• [Given text]:
================

Victor Carton Patrick Costello (born 23 October 1970) is a retired Irish rugby union player and Olympic shot-putter.

Athletics career
Costello is a former five-time Irish shot put champion; he finished in 22nd place at the 1992 Summer Olympics in Barcelona.

Rugby career
Playing senior rugby throughout the 1990s until his retirement in 2005, Costello's rugby career with Leinster and Ireland straddled the amateur and professional eras. He was part of the Irish team at the 2003 Rugby World Cup, and also had spells with Connacht and London Irish.

Irish Rugby player file
Official Leinster caps: 126
Points scored: 80 (16 tries)
Celtic League/Cup caps: 38 (5 tries)
Heineken Cup caps: 57 (5 tries)
Senior debut: Friendly, 46–11 win v Natal XV at Anglesea Road, 25 October 1995
Heineken Cup debut: 24–21 win v Milan in Italy, 1 November 1995
Ireland caps: 39 (January 1996 – 2004)
Ireland points: 20 (4 tries)

================

• [Records supplied]:

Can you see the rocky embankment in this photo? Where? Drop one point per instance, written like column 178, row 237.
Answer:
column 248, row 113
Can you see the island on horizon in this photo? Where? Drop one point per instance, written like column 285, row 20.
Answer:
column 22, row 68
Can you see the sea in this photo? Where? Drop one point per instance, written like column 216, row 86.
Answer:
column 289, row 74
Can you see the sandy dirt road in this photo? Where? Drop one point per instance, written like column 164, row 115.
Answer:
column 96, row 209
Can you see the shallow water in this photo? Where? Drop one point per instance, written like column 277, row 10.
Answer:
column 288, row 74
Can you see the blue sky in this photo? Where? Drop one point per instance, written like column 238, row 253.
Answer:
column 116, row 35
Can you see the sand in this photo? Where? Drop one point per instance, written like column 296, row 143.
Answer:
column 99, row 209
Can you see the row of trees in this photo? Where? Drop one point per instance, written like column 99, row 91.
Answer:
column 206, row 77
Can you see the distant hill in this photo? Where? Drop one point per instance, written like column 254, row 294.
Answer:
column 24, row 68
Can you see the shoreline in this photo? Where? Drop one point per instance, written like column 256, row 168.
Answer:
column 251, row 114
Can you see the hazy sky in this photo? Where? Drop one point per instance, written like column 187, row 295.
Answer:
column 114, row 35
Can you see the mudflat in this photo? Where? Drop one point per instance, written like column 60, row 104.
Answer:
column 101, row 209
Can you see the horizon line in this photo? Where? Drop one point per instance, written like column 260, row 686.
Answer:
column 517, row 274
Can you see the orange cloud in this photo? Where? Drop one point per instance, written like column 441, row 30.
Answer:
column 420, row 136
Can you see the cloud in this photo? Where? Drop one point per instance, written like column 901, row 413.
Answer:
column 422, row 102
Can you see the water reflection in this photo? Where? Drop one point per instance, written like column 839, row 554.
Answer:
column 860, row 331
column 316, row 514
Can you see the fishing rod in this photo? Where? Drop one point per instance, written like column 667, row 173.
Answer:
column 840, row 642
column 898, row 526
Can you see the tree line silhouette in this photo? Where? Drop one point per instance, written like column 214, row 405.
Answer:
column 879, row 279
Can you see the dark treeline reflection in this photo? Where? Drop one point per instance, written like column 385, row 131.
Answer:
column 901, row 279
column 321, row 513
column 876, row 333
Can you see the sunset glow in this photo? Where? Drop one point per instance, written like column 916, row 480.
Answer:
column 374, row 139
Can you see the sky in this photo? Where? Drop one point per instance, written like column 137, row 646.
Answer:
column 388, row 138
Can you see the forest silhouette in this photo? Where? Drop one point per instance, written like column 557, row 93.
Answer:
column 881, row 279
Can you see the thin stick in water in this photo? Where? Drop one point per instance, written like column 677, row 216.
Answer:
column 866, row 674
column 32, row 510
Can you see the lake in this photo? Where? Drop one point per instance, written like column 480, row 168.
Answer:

================

• [Set of tasks]:
1. Answer these questions from the profile of Victor Costello.
(a) In what place did Costello finish at the 1992 Summer Olympics?
(b) In what year did he retire from rugby?
(c) How many Ireland caps does the player file list for him?
2. Write a continuation of the profile of Victor Costello, picking up after its final line.
The records are separate from the profile of Victor Costello.

• [Written responses]:
1.
(a) 22nd place
(b) 2005
(c) 39

2.
Ireland "A" caps: 9
Ireland Under-21 caps: 2
Ireland Schools caps: 4
Leinster Under-20/21 caps: 1

Other work and family
Costello provides TV and radio analysis for RTÉ Sport on field events in major athletics championships, including the 2012 London Olympics. He also works as a pilot for Ryan Air, and is a committee member of the rugby sevens club, Shamrock Warriors. His sister Suzanne is an Irish international hockey player, sprinter and director of the Samaritans (Charity). His father Paddy ('Butch') was also a shot putter and Irish International rugby player, playing second row.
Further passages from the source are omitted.